=== To do ===
Starting at the beginning of the entries and ending at the line that contains "[[381, 120], [486, 86]]", write out every line again, including the task wording, and add -26 to each coordinate in the answers. Leave the pictures out of your answer.
** Start of Information given **
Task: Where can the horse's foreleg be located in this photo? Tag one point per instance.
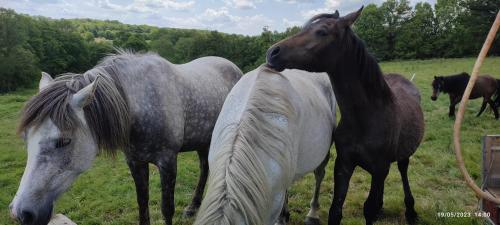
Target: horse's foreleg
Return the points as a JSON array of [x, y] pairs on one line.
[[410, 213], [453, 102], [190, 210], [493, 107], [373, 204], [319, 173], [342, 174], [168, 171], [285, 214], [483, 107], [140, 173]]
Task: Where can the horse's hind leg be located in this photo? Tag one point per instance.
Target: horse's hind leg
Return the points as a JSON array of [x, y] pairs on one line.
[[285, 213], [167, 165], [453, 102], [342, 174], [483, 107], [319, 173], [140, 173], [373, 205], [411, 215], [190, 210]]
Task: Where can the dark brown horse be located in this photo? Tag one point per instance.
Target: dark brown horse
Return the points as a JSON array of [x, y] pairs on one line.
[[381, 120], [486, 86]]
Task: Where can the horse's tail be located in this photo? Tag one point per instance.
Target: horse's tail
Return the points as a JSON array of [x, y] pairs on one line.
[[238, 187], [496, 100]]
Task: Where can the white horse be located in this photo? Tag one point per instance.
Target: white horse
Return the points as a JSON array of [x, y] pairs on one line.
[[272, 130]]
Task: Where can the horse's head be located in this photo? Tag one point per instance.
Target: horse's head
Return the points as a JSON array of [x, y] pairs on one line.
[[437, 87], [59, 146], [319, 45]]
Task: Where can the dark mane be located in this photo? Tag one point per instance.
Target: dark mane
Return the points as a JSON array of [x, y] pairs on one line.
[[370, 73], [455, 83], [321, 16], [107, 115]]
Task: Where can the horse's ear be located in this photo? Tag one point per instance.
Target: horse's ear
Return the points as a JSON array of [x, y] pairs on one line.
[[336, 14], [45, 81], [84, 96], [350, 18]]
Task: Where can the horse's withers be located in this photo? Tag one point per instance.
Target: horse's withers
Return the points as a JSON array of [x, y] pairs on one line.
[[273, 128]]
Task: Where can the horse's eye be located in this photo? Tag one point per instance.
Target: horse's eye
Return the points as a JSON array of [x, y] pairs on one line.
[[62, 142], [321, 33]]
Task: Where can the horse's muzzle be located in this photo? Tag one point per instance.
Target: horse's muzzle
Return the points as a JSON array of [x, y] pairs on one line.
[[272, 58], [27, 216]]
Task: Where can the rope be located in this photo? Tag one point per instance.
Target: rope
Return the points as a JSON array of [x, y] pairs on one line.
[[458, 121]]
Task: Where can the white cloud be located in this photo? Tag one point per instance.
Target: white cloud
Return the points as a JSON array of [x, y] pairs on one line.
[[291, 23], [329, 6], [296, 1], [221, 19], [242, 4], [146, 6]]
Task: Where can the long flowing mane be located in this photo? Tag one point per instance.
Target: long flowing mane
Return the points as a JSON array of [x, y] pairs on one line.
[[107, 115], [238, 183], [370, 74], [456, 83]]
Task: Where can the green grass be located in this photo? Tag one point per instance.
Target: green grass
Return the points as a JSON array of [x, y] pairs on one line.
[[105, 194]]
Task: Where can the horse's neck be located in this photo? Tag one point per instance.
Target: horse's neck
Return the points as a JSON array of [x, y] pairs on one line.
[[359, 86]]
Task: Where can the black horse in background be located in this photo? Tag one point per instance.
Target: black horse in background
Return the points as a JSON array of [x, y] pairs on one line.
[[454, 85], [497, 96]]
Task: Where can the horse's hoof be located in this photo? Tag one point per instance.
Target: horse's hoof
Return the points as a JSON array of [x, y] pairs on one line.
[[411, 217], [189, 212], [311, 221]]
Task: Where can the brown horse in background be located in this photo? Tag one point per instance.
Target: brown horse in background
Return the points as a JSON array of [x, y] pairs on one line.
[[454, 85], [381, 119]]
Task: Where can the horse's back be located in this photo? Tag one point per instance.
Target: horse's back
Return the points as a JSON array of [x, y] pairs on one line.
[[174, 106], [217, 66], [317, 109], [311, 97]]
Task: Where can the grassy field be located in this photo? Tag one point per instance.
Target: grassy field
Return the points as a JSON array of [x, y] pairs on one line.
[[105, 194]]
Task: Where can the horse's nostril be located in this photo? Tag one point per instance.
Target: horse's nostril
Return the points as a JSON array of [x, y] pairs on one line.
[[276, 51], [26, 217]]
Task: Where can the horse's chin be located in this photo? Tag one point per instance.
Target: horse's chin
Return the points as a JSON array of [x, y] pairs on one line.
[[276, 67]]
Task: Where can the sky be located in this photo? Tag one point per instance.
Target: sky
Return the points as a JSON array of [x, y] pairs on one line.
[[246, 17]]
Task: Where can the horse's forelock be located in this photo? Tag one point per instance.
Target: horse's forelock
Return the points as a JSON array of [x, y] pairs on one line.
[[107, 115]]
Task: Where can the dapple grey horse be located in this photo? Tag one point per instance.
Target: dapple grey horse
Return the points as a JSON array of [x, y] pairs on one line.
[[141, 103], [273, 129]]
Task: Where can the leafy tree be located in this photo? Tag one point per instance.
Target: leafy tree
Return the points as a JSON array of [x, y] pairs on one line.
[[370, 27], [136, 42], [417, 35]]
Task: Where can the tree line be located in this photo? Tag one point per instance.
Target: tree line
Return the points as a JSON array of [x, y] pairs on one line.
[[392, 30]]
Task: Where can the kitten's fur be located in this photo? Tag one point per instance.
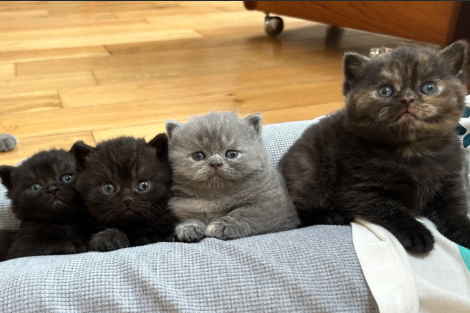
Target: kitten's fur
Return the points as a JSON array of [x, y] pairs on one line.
** End of Information given **
=== Reply to the exercise ===
Task: Where can the horse's foreleg be located in this photo? Tag one point per instance.
Target: horse's foreleg
Return the points as a JSON array of [x, y] pairs on one line.
[[384, 187], [427, 76], [164, 184], [467, 81], [347, 178], [293, 147], [316, 148], [142, 145], [259, 188], [457, 81], [114, 147]]
Task: Where can the horse's hind leg be located in this photo? Tag one point per instance.
Target: horse's hind leg
Return the points as a JSON array of [x, y] pairs on one line.
[[259, 187], [141, 139], [427, 76], [316, 148], [457, 81], [293, 147], [114, 147], [347, 179], [385, 189], [164, 184]]
Task: Where can the dark brown horse be located in this photo? Tag one point per instance.
Target: dark brown horse
Return the points as a JSON array of [x, y] pairs on one line.
[[355, 94], [460, 60]]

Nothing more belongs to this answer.